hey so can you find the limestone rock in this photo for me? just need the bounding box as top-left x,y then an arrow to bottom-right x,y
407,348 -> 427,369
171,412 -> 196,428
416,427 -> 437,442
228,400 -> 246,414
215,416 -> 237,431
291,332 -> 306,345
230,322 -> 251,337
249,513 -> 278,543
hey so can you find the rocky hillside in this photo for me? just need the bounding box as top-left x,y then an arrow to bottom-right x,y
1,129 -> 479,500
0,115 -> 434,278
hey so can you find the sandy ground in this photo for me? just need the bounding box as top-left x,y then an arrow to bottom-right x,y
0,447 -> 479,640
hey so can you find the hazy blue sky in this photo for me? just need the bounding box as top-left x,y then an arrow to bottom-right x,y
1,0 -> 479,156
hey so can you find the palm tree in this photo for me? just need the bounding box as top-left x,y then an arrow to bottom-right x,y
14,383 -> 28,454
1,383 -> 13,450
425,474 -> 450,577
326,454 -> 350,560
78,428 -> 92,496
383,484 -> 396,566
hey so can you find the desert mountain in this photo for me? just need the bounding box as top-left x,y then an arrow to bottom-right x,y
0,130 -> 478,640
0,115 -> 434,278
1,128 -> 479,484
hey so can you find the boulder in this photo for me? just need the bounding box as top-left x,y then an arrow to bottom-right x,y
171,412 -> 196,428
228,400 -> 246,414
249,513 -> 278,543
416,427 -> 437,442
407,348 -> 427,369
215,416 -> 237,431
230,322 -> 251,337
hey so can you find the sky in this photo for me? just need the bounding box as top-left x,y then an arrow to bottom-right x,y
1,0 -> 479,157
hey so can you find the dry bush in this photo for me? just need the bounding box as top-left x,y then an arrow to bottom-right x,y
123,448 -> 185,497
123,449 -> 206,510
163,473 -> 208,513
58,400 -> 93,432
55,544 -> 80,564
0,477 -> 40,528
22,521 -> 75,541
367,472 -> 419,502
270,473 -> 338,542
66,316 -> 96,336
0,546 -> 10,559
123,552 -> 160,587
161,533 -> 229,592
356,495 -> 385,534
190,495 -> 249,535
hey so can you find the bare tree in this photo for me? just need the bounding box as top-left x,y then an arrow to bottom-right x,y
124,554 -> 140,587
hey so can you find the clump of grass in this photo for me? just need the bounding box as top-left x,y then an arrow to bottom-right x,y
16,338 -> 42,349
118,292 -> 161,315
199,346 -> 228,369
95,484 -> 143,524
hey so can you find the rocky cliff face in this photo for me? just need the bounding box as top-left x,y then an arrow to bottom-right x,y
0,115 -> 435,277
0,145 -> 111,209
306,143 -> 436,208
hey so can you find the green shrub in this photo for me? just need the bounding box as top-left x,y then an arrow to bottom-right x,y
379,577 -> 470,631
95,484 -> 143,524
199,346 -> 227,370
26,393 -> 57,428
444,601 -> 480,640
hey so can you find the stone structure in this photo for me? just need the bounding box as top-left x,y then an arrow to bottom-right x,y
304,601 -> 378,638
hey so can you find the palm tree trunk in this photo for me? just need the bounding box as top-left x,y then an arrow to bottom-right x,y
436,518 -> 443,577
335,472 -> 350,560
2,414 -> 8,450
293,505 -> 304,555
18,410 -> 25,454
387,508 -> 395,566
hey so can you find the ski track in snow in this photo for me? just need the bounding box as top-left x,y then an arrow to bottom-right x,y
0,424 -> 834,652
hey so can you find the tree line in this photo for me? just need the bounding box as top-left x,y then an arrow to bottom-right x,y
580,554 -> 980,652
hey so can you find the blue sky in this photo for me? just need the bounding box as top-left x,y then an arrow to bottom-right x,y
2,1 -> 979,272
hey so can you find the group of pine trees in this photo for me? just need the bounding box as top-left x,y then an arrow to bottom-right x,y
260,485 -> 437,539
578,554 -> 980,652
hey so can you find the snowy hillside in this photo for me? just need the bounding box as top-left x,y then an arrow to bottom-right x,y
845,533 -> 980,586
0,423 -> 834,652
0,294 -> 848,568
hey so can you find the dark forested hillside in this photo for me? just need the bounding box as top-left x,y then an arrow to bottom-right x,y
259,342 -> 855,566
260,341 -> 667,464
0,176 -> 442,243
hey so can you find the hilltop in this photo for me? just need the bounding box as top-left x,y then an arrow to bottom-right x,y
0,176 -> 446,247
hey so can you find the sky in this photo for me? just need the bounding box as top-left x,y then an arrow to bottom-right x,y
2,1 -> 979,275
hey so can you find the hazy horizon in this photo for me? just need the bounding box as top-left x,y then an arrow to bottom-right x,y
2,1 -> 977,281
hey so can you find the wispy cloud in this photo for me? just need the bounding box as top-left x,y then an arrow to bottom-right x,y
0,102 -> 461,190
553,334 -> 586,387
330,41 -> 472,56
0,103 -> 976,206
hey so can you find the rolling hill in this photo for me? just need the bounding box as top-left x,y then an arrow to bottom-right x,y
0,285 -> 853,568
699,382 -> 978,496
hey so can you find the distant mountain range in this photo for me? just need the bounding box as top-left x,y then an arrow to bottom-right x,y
-=-=-
Exercise instructions
Print the material once more. Change nothing.

Output for this exercise
hey so can you find the limestone rock in this photo for me? just need the bounding box as top-left x,y then an arrow to bottom-right x,y
407,348 -> 427,369
171,412 -> 196,428
416,427 -> 437,442
228,400 -> 246,414
215,416 -> 237,431
291,332 -> 306,345
230,322 -> 251,337
249,513 -> 278,543
hey so can you find the rocky hillside in this photo for me? just need the bounding box as top-left x,y then an arrow to bottom-right x,y
1,129 -> 479,500
0,115 -> 434,278
hey so can you find the sandy ground in this photo for me? just need the bounding box as top-left x,y then an arrow to bottom-right x,y
0,447 -> 479,640
hey so can you find the hazy blue sky in this photo for me? just need the bounding box as top-left x,y then an arrow to bottom-right x,y
1,0 -> 479,156
hey so can you find the palm tree in this photo for me? just need the bounding box as top-left x,y then an arrow to bottom-right x,y
14,383 -> 28,454
1,383 -> 13,450
425,474 -> 450,577
326,454 -> 350,560
78,428 -> 92,496
383,484 -> 396,566
hey so can you find the desert mountain in this photo for me? just need the bounding box as top-left x,y then an arrow to bottom-right x,y
0,130 -> 478,640
0,115 -> 434,278
1,128 -> 479,484
hey so can you find the boulder in this photo for me? just need the bounding box as top-left x,y then an arrow to bottom-right x,y
171,412 -> 196,428
228,400 -> 246,414
249,513 -> 278,543
416,427 -> 437,442
407,348 -> 427,369
215,416 -> 237,431
230,322 -> 251,337
hey so can you find the sky in this photo for me? just need the bounding box as top-left x,y then an arrow to bottom-right x,y
1,0 -> 479,157
hey so can you find the dry bush in this photo for me? just need the bounding box as top-left x,y then an arrow to bottom-right x,y
123,448 -> 185,497
123,449 -> 206,510
163,473 -> 208,513
58,400 -> 93,432
55,544 -> 80,564
0,477 -> 40,528
22,521 -> 75,541
367,472 -> 419,502
270,473 -> 338,542
66,316 -> 96,336
0,546 -> 10,559
123,552 -> 160,587
161,533 -> 229,592
356,495 -> 385,534
190,495 -> 249,535
hey so can you find the bare tree in this photo for me? just need the bounding box as top-left x,y then an arrow to bottom-right x,y
124,554 -> 140,587
hey so can you find the clump of grass in this photo for me? just need the bounding box as top-left x,y then an arrow to bottom-right x,y
16,338 -> 42,349
118,292 -> 161,315
199,346 -> 228,369
95,484 -> 143,524
hey so can you find the rocky cliff face in this photo for me? just need the bounding box as top-left x,y then an arrow to bottom-right x,y
0,115 -> 435,277
0,145 -> 111,209
306,143 -> 436,208
hey so can you find the green shrub in this photo for me? just need the bounding box as top-left x,y then an arrow to bottom-right x,y
379,577 -> 470,631
95,484 -> 143,524
199,346 -> 227,370
26,393 -> 57,428
444,601 -> 480,640
hey so can you find the stone structure in this photo for me? just need the bounding box as top-left x,y then an arrow to bottom-right x,y
304,601 -> 378,638
hey so can you find the palm tree trunk in this photo for me? just need the bounding box as top-left x,y then an arrow to bottom-right x,y
436,518 -> 443,577
335,472 -> 350,560
2,414 -> 8,450
293,505 -> 304,555
18,410 -> 25,454
387,508 -> 395,566
hey so can you find the ski track in snow in this photo for me? just need the bounding box as top-left x,y then an arrow to bottom-right x,y
0,424 -> 834,652
hey so can you find the tree line in this photo for me? just need the bounding box as top-left x,y then an arrow to bottom-right x,y
580,554 -> 980,652
hey so can you find the blue sky in this photo for me? just need the bounding box as top-left x,y then an arrow to bottom-right x,y
2,1 -> 979,272
hey so can you find the group of pine trees in this photo for me? just need the bounding box as top-left x,y then an arrow to bottom-right x,y
260,485 -> 437,539
578,554 -> 980,652
hey so can you find the snowy hillside in this photo for me? just need the bounding box as top-left x,y then an arrow to bottom-right x,y
845,533 -> 980,586
0,423 -> 834,652
0,294 -> 848,568
hey so can you find the dark forested hillside in this photo for me? just need the bounding box as top-left x,y then an arrow to bottom-right x,y
259,342 -> 855,566
260,341 -> 667,464
0,176 -> 442,243
hey so can you find the hilltop in this photo for me? just need the bounding box as top-left x,y then an arrow to bottom-right x,y
0,176 -> 446,247
hey so can you find the sky in this photo for me? just need the bounding box as top-left x,y then an arrow to bottom-right x,y
2,1 -> 979,275
hey so can you find the hazy horizon in this photo for me? just need the bounding box as top-left x,y then an arrow to bottom-right x,y
2,1 -> 977,281
hey so can you find the wispy cloud in this photo for me? just need the bounding box as top-left x,y then an arrow to bottom-right x,y
0,102 -> 461,190
553,334 -> 586,387
330,41 -> 472,56
0,103 -> 976,206
hey so can you find the rolling hill in this photo for me? just need the bounding box as top-left x,y then an arrow to bottom-right x,y
0,285 -> 853,568
699,382 -> 978,496
hey so can you find the distant mountain range in this photo for me? just need the bounding box as top-left x,y then an arrow to bottom-right x,y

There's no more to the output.